- Location identification entries
===============

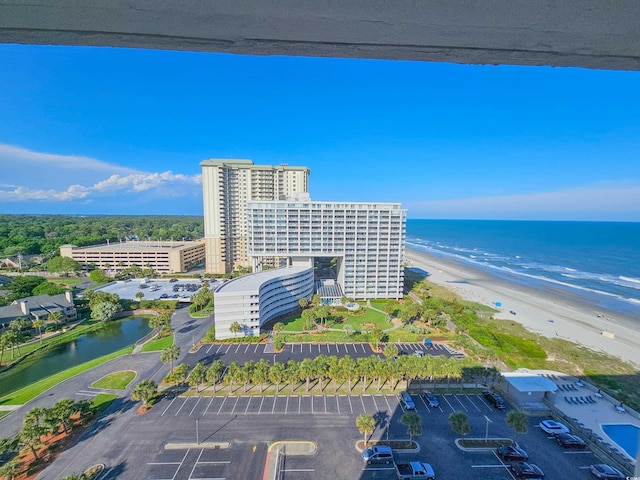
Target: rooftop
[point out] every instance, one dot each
(251, 282)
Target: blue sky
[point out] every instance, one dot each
(121, 131)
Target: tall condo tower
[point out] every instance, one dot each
(227, 186)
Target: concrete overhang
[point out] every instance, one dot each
(582, 33)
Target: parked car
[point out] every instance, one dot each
(526, 470)
(606, 472)
(407, 401)
(377, 454)
(567, 440)
(431, 399)
(553, 428)
(512, 453)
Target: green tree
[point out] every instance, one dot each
(61, 413)
(213, 373)
(169, 354)
(390, 350)
(366, 425)
(459, 423)
(144, 391)
(55, 317)
(235, 328)
(104, 311)
(413, 422)
(38, 324)
(517, 421)
(197, 376)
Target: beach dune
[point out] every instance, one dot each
(539, 311)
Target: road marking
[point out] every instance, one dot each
(170, 403)
(196, 463)
(234, 405)
(456, 397)
(223, 400)
(210, 401)
(183, 404)
(194, 407)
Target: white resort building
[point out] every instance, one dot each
(227, 186)
(365, 239)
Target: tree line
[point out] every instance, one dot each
(44, 234)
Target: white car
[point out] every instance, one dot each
(553, 428)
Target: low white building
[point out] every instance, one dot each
(253, 300)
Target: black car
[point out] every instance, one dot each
(509, 453)
(606, 472)
(526, 470)
(567, 440)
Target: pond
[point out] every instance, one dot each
(114, 336)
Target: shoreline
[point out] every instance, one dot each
(553, 315)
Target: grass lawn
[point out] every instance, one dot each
(116, 380)
(25, 394)
(158, 345)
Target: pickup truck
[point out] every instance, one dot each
(415, 471)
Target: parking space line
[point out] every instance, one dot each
(183, 404)
(461, 404)
(234, 405)
(448, 402)
(223, 400)
(471, 401)
(196, 463)
(194, 407)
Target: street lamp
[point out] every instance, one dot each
(486, 433)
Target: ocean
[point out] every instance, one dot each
(594, 262)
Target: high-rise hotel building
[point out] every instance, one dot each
(227, 186)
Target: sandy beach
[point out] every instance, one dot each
(538, 311)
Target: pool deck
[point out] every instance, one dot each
(601, 410)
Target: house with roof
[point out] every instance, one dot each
(39, 307)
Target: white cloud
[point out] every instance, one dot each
(97, 179)
(602, 201)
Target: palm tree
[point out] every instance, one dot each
(197, 376)
(39, 323)
(170, 354)
(517, 421)
(213, 373)
(235, 328)
(459, 423)
(413, 422)
(366, 425)
(144, 391)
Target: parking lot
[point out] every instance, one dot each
(330, 422)
(243, 352)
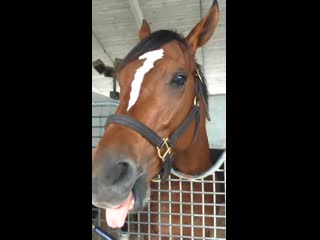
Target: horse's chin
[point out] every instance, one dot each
(137, 198)
(141, 194)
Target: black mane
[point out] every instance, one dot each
(156, 40)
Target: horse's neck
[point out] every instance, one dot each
(196, 158)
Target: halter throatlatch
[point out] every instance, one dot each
(164, 145)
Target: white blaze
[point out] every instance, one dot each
(151, 57)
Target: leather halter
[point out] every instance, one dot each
(164, 145)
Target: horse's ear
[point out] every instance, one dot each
(144, 30)
(202, 32)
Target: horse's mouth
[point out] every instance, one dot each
(135, 201)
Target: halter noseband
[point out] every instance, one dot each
(164, 145)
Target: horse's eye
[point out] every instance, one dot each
(178, 80)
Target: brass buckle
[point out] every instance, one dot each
(198, 74)
(167, 151)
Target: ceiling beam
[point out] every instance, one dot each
(136, 11)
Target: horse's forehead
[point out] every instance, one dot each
(173, 50)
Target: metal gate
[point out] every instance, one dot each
(192, 209)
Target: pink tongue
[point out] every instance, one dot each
(117, 216)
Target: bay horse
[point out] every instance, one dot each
(159, 125)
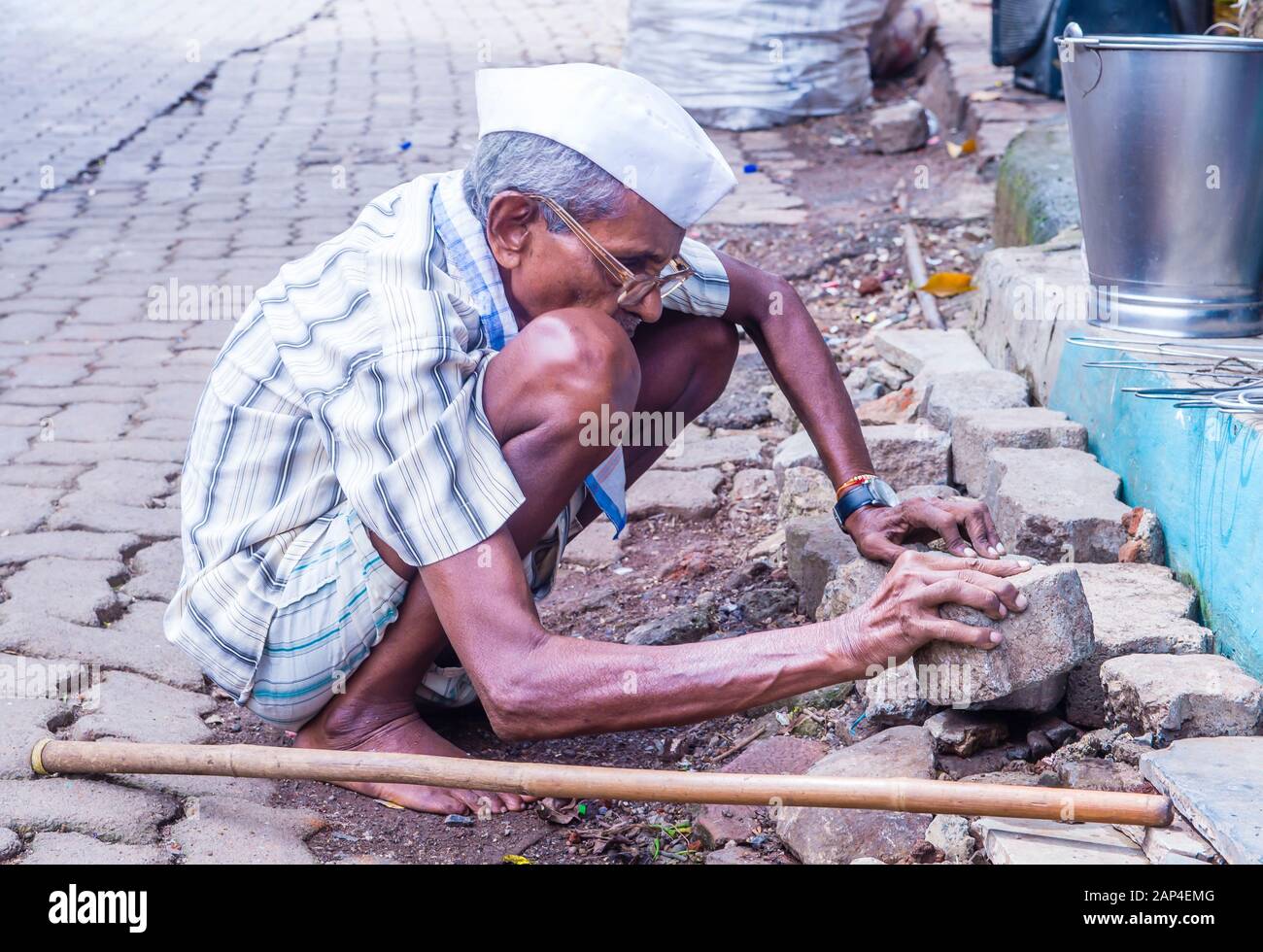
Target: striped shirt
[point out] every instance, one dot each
(355, 376)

===============

- EXERCISE BRIEF
Rewrite the lines of the data as a JSON list of strings, with one string per line and any blank lines omitted. Use only the part that opens with the line containing "Target: striped shirt" and runs through the end of the data, with both ends included.

- EXPECTED ANSWER
[
  "Target: striped shirt",
  "[point out] every instance, one dot each",
  "(355, 376)"
]